EXERCISE PROMPT:
Copy the lines verbatim, beginning with the line that contains "compact form (605,340)." and continuing through the end of the data, and only those lines.

THE DATA:
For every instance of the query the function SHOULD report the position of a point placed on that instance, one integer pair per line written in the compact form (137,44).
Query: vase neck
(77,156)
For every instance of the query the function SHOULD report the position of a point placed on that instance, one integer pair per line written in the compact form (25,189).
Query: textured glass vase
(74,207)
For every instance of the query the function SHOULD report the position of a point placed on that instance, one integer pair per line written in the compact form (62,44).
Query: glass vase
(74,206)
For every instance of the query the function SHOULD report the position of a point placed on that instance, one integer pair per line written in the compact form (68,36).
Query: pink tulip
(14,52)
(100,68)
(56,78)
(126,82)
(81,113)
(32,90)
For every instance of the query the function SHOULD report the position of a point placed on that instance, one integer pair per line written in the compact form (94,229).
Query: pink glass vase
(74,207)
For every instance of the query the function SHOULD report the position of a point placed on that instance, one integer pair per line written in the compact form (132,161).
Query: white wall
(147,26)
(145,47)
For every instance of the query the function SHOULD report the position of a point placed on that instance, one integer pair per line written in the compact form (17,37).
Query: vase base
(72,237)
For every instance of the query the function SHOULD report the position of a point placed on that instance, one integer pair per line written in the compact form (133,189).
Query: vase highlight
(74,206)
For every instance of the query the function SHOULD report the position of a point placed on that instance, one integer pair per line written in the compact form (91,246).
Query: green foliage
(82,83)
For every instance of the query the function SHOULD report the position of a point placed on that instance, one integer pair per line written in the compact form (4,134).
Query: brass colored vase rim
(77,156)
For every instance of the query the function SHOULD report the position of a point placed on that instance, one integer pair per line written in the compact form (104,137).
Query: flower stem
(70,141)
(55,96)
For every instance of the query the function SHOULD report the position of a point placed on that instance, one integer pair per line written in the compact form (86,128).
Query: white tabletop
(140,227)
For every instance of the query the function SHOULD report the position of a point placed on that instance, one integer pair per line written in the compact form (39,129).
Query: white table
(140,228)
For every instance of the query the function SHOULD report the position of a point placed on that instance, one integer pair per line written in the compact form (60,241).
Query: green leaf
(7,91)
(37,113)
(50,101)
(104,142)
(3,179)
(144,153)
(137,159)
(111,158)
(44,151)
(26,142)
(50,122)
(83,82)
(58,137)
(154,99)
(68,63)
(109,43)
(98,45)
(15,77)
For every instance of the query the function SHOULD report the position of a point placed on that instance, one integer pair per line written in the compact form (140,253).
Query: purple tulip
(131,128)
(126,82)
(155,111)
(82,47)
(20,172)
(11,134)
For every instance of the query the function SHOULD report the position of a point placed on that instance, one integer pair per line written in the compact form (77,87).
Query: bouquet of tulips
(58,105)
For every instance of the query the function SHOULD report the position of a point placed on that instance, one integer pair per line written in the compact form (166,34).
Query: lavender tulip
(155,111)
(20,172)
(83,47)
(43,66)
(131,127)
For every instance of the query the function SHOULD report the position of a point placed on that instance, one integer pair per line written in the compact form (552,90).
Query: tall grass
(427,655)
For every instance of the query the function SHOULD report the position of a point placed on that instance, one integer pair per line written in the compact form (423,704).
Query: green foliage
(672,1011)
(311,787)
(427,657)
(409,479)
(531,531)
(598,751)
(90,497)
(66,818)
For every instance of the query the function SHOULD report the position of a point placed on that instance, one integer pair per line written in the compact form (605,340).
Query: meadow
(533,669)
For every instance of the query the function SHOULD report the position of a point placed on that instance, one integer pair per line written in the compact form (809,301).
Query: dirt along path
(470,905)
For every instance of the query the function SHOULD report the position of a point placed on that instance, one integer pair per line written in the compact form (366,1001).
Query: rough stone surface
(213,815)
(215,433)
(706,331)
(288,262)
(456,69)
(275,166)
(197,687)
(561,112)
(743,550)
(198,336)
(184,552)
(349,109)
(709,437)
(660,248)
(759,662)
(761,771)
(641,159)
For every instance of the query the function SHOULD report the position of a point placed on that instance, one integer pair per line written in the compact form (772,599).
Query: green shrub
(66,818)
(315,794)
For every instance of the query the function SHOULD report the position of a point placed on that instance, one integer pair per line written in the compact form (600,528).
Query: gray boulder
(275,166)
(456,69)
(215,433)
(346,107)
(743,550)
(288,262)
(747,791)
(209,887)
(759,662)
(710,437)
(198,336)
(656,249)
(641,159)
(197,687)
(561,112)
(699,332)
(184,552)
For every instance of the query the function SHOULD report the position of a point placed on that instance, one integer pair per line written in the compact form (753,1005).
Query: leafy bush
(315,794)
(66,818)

WRITTEN SOLUTION:
For every instance of the query the function SHOULD report the position of a point placed on that instance, one integer pair per line written in the compact form (605,340).
Query: meadow
(533,669)
For every instance of the query the function SHOULD report the position of a point placed on that instance, one integer pair per line written in the compact form (809,301).
Query: dirt along path
(470,905)
For every instance of the query the function SHOULD report the position of a point placed on that instance, one integer pair per line written in the compact form (366,1001).
Query: rough stone surface
(213,815)
(215,433)
(706,331)
(288,262)
(456,69)
(275,166)
(197,687)
(561,112)
(743,550)
(198,336)
(184,552)
(349,109)
(709,437)
(660,248)
(759,662)
(761,771)
(641,159)
For every instance of the query the function SHOULD report the position of a point placed on that instance, one integer pair per line written in the compact form (772,599).
Query: green shrub
(66,818)
(315,794)
For every instance of the query the function SHOULD report the position of a point placed on that instance, one integer pair per line written in the compact form (600,528).
Query: gray boulder
(275,166)
(456,69)
(215,433)
(346,107)
(743,550)
(288,262)
(747,791)
(209,887)
(759,662)
(710,437)
(198,336)
(656,249)
(641,159)
(197,687)
(561,112)
(699,332)
(184,552)
For every instance of the query the function SHOULD report the position of a point placed on that instance, one integer pair per line written in the compact form (753,1005).
Query: leafy bush
(315,794)
(66,818)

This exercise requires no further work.